=== Task goal ===
Only the lines from the one containing "Query: black handbag" through the end of the listing below belong in your answer; retype them exactly.

=== Information given ===
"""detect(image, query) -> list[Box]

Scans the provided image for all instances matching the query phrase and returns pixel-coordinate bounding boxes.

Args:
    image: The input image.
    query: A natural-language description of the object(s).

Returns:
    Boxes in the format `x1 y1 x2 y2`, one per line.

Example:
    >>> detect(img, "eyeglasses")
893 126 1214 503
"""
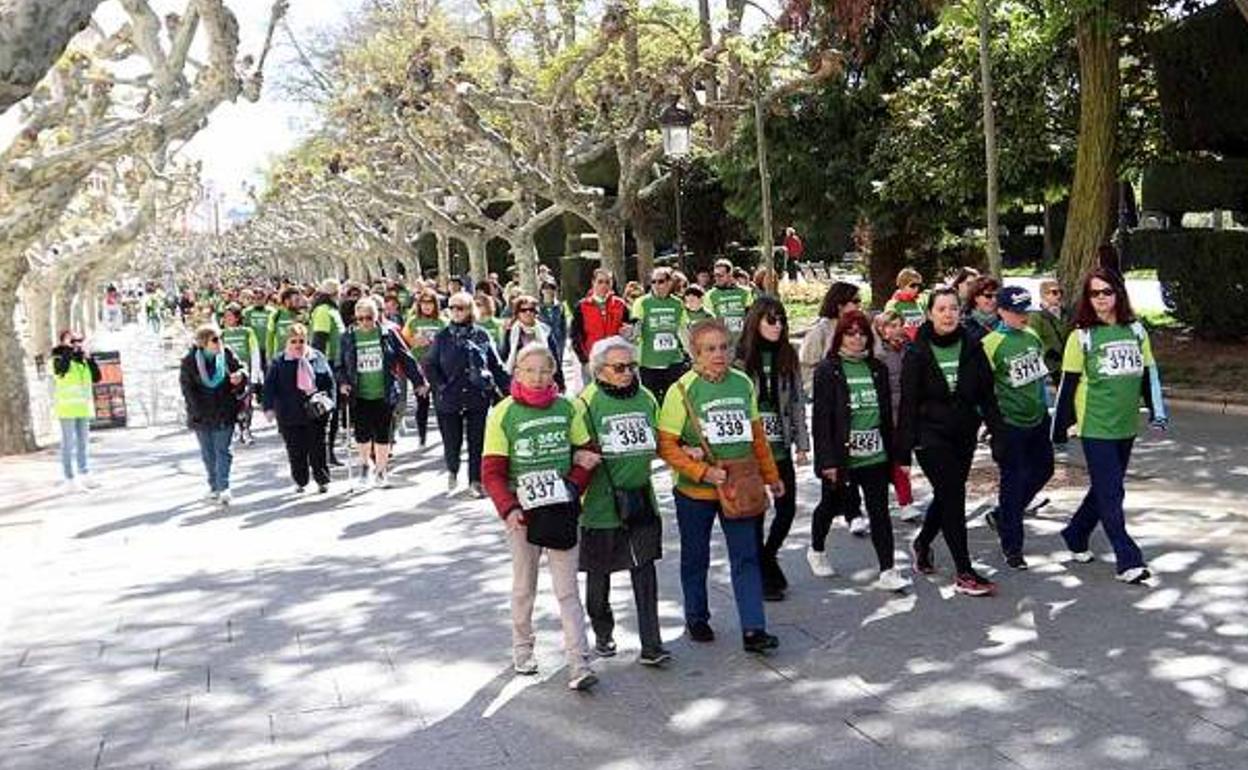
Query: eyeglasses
209 336 221 343
701 343 730 353
289 338 306 344
844 329 867 338
1088 287 1116 298
605 362 638 374
763 314 786 325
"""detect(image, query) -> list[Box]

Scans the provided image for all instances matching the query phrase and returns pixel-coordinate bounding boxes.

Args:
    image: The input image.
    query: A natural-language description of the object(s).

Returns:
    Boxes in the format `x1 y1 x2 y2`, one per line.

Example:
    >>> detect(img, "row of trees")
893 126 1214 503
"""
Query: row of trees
0 0 288 454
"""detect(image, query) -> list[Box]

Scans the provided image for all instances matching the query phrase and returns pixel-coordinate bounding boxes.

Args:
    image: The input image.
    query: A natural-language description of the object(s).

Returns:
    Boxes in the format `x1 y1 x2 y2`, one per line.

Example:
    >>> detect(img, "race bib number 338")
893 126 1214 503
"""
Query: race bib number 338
602 415 656 454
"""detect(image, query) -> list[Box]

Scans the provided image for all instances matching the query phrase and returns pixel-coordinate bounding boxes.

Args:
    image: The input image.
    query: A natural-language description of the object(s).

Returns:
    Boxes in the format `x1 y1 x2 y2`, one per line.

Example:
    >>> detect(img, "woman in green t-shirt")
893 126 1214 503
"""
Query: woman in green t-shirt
402 289 445 446
1052 268 1168 585
811 311 909 593
573 337 671 666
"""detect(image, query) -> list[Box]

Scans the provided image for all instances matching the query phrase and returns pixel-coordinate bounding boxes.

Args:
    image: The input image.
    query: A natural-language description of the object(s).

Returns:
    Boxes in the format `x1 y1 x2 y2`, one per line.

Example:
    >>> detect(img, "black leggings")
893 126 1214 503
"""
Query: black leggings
437 409 487 482
640 364 688 407
811 479 861 552
843 463 895 570
915 444 975 574
279 419 330 487
415 392 431 442
756 458 798 559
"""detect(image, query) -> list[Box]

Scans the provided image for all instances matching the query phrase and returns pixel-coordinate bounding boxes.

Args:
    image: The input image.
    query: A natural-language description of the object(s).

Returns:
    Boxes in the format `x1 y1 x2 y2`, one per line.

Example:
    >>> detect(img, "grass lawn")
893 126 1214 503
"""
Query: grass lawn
1151 328 1248 397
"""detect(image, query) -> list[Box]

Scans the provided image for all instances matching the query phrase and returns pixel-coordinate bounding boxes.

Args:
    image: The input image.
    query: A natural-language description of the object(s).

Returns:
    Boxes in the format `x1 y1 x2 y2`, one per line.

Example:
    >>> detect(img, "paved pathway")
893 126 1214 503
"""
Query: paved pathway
2 401 1247 769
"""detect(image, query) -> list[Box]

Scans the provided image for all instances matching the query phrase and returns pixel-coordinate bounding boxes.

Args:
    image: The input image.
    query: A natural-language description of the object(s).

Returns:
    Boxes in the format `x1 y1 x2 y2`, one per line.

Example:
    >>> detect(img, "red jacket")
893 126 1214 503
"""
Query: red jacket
570 292 629 362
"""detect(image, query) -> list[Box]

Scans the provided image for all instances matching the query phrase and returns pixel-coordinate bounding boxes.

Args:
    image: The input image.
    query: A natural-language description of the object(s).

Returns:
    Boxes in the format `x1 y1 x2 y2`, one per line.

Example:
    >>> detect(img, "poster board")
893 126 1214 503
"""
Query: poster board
91 351 128 429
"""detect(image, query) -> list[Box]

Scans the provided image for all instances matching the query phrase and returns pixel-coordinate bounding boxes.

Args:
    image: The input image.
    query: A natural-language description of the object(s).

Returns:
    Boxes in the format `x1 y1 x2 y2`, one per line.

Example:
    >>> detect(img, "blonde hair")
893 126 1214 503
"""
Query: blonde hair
896 267 923 289
286 322 309 341
688 318 729 354
195 324 221 347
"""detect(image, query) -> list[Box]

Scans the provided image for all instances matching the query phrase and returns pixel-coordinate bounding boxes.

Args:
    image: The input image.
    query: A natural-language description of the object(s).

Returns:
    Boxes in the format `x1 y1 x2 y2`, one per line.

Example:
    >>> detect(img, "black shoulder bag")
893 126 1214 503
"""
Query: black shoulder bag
578 396 659 529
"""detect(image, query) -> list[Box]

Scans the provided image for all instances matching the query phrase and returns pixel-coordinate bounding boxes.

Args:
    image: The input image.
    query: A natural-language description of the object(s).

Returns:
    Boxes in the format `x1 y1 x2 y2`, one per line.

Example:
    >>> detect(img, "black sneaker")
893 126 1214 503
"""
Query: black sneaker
594 637 617 657
638 647 673 666
686 621 715 643
911 537 936 574
762 581 785 602
1005 553 1029 570
742 630 780 654
985 508 1000 532
328 454 344 467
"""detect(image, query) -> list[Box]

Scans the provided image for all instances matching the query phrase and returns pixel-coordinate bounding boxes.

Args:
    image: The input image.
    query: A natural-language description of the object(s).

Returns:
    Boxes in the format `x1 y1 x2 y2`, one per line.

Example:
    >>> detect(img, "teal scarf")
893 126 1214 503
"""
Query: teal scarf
196 348 226 388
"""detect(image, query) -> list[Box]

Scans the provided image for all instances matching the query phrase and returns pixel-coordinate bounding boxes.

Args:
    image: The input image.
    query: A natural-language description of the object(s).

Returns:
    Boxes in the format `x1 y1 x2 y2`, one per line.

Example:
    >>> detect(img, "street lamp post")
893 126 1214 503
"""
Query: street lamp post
659 102 693 276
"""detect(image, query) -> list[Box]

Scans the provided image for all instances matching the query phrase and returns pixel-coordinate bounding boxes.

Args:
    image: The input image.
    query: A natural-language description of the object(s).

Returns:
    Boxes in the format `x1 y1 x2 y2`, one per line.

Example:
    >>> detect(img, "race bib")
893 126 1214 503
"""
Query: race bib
602 414 656 454
517 469 570 510
653 332 679 352
724 316 745 333
902 309 924 327
357 345 383 373
1007 349 1048 388
1099 341 1143 378
848 429 883 458
760 411 784 443
705 408 752 445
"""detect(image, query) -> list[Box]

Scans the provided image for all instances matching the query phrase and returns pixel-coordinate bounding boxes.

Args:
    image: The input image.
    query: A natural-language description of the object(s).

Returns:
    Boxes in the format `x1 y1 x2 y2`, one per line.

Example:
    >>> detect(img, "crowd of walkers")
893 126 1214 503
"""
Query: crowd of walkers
53 258 1169 692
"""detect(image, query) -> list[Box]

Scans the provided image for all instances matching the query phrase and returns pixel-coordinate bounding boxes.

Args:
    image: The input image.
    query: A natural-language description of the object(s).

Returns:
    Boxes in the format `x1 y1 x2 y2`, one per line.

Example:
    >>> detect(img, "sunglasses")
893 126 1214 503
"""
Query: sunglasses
289 338 306 344
1088 287 1116 298
450 304 471 311
907 283 922 290
763 314 786 325
653 278 670 285
980 291 998 299
518 307 536 314
605 362 638 374
70 338 84 344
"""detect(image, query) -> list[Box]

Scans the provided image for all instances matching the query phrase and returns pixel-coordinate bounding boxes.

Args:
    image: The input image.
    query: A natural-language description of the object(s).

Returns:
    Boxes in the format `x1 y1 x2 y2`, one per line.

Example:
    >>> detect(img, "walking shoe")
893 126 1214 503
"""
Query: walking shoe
985 508 1000 532
513 655 538 676
638 647 673 667
849 517 870 537
763 584 785 602
742 630 780 654
1117 567 1151 584
686 621 715 643
204 489 220 502
1025 497 1050 516
806 547 836 578
328 453 344 467
1069 550 1095 564
293 485 306 494
80 475 101 490
954 571 997 597
899 504 924 523
465 482 485 499
376 470 392 489
1005 553 1029 570
874 567 911 592
911 538 936 574
445 472 457 495
594 637 617 658
316 483 329 494
218 489 232 507
568 669 599 691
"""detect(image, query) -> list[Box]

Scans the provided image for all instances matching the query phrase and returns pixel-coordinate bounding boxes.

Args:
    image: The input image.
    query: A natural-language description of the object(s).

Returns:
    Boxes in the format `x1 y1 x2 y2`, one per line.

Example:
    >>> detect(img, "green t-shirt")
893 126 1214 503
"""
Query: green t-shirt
479 317 504 347
404 316 445 353
311 303 346 362
221 326 255 363
983 326 1048 428
706 286 753 337
885 296 926 336
483 396 590 511
266 307 305 359
354 328 386 401
932 340 962 392
245 306 270 347
842 358 886 468
657 368 760 494
631 294 685 369
1062 323 1155 439
573 382 660 529
756 351 789 462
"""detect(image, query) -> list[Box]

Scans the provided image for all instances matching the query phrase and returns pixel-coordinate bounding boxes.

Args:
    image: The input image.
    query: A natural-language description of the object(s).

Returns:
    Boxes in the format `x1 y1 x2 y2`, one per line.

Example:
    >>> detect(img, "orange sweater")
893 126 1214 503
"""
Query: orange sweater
658 418 781 501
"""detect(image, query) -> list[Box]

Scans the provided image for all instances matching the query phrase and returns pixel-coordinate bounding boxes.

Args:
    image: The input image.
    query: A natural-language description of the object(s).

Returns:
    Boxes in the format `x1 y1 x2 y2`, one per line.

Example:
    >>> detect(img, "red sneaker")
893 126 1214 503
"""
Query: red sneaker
954 571 997 597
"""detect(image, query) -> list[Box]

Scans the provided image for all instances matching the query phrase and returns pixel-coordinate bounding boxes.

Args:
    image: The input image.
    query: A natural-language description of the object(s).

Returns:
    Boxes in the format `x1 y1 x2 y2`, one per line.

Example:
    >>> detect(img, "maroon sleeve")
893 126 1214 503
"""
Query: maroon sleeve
567 463 594 492
481 455 521 521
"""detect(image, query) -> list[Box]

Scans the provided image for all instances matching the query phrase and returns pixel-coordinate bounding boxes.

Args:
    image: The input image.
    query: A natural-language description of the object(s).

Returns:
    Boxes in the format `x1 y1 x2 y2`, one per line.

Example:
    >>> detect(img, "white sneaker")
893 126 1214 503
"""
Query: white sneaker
513 655 538 676
446 472 458 495
465 482 485 499
69 477 88 493
849 517 870 537
218 490 232 507
204 489 219 502
806 547 836 578
376 469 392 489
567 669 598 691
874 567 911 592
1117 566 1151 584
1069 550 1095 564
899 504 923 523
80 476 101 490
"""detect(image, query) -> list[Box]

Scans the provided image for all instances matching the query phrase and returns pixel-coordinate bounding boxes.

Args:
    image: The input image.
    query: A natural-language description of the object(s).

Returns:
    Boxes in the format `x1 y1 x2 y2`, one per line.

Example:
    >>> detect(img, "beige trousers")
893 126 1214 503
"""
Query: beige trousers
509 528 590 674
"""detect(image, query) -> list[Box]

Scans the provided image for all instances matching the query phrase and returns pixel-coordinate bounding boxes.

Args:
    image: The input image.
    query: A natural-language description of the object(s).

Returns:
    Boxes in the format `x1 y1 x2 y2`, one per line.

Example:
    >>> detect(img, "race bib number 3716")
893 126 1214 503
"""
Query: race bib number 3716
1098 341 1143 378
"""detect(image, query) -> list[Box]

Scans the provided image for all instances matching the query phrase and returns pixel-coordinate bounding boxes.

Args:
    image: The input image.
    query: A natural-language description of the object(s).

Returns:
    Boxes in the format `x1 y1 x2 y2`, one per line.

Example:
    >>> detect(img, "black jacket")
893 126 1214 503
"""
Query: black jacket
422 322 510 414
262 349 337 427
812 353 896 474
179 346 248 430
895 322 1003 465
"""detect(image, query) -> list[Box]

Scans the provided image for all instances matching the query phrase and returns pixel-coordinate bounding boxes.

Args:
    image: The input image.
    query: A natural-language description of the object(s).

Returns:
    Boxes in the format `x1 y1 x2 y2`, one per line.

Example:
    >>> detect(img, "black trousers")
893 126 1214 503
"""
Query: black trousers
811 478 862 552
586 562 662 654
280 419 330 488
915 444 975 574
843 463 895 570
640 364 688 406
437 408 487 483
756 458 797 586
327 406 341 456
415 392 432 443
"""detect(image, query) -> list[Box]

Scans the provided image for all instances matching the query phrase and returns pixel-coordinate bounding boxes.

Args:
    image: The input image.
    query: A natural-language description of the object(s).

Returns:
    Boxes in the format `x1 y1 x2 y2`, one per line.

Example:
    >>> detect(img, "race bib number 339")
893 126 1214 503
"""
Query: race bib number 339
706 408 752 445
517 469 570 510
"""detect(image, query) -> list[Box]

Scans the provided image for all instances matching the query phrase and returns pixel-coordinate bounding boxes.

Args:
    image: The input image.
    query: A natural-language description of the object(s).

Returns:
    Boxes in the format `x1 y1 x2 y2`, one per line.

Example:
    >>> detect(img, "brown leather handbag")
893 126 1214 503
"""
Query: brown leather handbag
678 383 768 519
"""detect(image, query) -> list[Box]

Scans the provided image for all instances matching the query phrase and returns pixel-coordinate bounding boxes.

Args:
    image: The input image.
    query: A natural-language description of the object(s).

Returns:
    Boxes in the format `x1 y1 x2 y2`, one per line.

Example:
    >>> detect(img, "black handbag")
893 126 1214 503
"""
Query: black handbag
579 396 659 529
525 499 579 550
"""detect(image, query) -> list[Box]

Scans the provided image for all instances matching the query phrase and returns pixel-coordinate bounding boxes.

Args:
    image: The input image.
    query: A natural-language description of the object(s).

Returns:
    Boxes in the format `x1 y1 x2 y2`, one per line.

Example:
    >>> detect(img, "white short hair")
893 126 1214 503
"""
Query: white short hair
514 342 556 373
589 336 637 379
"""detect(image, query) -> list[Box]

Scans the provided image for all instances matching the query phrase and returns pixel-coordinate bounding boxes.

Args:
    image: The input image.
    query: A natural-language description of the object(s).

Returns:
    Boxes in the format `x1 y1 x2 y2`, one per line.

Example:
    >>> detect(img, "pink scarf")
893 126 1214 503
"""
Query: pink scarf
510 379 559 409
285 349 316 395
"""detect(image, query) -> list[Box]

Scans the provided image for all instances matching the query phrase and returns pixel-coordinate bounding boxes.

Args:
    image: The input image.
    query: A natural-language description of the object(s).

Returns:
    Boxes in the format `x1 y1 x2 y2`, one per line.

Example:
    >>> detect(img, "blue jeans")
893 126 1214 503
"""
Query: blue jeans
674 491 766 633
59 418 90 479
1063 438 1143 572
997 419 1055 557
195 426 235 493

=== Solution to the problem ===
Query: black handbag
579 396 659 529
525 499 579 550
"""detect(image, query) -> list[Box]

Scans the provided image for all instances matching the query phrase and returns pixel-coordinate bounding boxes.

Args:
    image: The input image.
    query: A natural-language description of the object(s).

Returns:
    Boxes in the format `x1 y1 x2 y2`, one per line.

Example:
    >>> detect(img, "white short hair")
893 126 1214 503
"""
Query: white short hair
514 342 556 373
589 336 637 379
"""detect(image, query) -> list[Box]

Scans the provided image for all instances matching the query phrase and returns pixel-coordinate bounding boxes.

Args:
    image: The input image.
    query: A natural-language description of the object(s).

Returns:
    Boxes in the format `x1 y1 x2 y2`, one per line.

Example:
    >>> detect(img, "pink scarf")
893 126 1214 503
"""
Query: pink scarf
510 379 559 409
285 349 316 395
"""detect(image, query) -> list[Box]

Scans the provided image for all instances matching the query phrase and returns pixel-coordinate bounding boxes.

Args:
    image: The input image.
    query: A natural-language description of the object(s).

Returns:
    Boxes in the format `x1 y1 x2 y2`, one per line.

Example:
    >>> detect(img, "blue jeans")
893 126 1214 503
"""
Query: blue jeans
674 491 766 633
59 418 90 479
1063 438 1143 572
997 419 1055 557
195 426 235 493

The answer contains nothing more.